There have been a number of folding and relocatable type building structures. Typical of these units is U.S. Pat. No. 2,592,610 for a PREFABRICATED FOLDING BUILDING, which is a building construction which can be manufactured at a factory and assembled at a site, and provides a wall unit in which the floor and roof pivot therefrom for assembly; U.S. Pat. No. 3,012,291, for a COLLAPSIBLE PORTABLE BUILDING, teaches such a building which can be partially collapsed to reduce the size of the building while it is being moved; and U.S. Pat. No. 2,751,635, for a PORTABLE PREFABRICATED SHELTER, and has a building section hinged to fold much like a folded paper carton; U.S. Pat. No. 3,103,709, for BUILDING STRUCTURES, provides a building unit which can be collapsed to a low height and formed into a compact bundle for transporting to a site and then assembled to form a building; U.S. Pat. No. 2,701,038, for a PORTABLE HOUSE, teaches a portable building which can be folded into a flat unit for stacking of the units for transporting the unit to a site; and U.S. Pat. No. 3,517,962, illustrates a KNOCK-DOWN MOBILE HOME ASSEMBLY, in which the mobile home has collapsible walls which fold over to its floor structure, and a roof which is mountable to the walls in an erected position.

+--

* Prompt A: Write out the stored entries exactly, from the line containing "of the street" down to the last line of the entries.
The passage on folding buildings has no connection to the stored entries.

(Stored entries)
+--

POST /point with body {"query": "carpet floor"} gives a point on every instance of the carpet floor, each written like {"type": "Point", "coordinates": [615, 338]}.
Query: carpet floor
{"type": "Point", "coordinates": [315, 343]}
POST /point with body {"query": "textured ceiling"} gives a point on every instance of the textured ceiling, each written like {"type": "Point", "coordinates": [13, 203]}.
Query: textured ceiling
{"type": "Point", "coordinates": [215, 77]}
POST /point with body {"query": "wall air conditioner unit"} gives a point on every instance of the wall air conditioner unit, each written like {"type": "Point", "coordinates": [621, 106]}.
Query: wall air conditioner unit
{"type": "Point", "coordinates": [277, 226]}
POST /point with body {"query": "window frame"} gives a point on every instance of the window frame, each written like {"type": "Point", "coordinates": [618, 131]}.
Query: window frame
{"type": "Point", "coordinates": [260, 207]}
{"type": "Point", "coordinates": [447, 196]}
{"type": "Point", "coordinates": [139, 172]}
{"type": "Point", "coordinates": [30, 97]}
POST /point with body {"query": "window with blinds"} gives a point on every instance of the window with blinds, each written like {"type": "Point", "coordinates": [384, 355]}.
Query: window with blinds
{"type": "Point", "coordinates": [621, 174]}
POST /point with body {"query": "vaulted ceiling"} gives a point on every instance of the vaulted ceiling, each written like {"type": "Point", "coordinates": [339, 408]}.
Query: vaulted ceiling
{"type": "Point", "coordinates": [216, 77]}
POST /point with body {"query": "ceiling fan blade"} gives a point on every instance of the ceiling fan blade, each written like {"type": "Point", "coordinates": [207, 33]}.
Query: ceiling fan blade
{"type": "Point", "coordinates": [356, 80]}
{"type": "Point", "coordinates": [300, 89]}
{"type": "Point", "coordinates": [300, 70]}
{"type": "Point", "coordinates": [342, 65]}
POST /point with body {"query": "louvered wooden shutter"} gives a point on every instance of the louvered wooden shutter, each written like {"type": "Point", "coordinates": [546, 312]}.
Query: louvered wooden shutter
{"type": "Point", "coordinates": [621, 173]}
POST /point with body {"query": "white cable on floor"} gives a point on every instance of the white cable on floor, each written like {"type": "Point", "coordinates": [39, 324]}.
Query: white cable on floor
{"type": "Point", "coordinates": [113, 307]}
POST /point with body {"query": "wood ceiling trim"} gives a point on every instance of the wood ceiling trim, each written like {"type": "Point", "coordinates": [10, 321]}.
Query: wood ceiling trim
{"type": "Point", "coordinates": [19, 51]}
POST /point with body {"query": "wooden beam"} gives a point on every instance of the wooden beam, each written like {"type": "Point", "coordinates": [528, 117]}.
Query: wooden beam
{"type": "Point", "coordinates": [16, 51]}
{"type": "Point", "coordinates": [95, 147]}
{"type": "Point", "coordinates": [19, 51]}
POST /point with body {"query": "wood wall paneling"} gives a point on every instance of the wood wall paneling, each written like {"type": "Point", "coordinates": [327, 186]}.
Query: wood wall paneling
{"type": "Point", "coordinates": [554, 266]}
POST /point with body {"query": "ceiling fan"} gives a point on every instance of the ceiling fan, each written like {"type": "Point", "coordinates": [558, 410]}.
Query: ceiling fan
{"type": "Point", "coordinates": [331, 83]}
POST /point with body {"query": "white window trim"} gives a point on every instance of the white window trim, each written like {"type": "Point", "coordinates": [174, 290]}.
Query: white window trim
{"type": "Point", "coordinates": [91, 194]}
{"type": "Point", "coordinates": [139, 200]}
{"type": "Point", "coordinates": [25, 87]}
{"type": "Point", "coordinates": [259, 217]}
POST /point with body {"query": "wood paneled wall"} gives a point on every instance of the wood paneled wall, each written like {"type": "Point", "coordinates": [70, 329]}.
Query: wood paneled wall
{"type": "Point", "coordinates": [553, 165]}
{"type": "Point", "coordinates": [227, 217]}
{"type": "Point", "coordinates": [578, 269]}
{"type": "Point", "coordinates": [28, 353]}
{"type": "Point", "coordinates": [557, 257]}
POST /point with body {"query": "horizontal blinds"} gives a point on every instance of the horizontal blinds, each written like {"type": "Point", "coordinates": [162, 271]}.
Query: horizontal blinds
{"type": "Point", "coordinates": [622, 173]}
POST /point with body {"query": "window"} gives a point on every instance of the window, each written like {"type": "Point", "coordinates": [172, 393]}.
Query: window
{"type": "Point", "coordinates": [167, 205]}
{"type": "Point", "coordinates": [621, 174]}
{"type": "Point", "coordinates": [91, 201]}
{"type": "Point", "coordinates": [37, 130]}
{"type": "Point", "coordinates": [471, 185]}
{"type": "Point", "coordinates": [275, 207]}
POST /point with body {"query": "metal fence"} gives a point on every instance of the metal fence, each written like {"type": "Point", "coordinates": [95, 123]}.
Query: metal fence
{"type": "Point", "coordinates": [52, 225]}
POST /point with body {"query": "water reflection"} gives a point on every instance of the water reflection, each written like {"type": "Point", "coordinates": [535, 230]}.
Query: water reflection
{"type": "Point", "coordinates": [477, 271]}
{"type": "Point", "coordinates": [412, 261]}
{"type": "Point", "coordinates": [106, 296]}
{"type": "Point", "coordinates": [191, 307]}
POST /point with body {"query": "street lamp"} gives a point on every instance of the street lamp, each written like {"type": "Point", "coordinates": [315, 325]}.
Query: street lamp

+--

* Prompt B:
Answer these questions from the passage on folding buildings.
(i) Which patent number is given for the COLLAPSIBLE PORTABLE BUILDING?
(ii) What can the PORTABLE HOUSE be folded into?
(iii) In the KNOCK-DOWN MOBILE HOME ASSEMBLY, what do the collapsible walls fold over to?

* Task solution A:
POST /point with body {"query": "street lamp"} gives a point on every instance of the street lamp, each written like {"type": "Point", "coordinates": [315, 325]}.
Query: street lamp

* Task solution B:
(i) U.S. Pat. No. 3,012,291
(ii) A flat unit
(iii) Its floor structure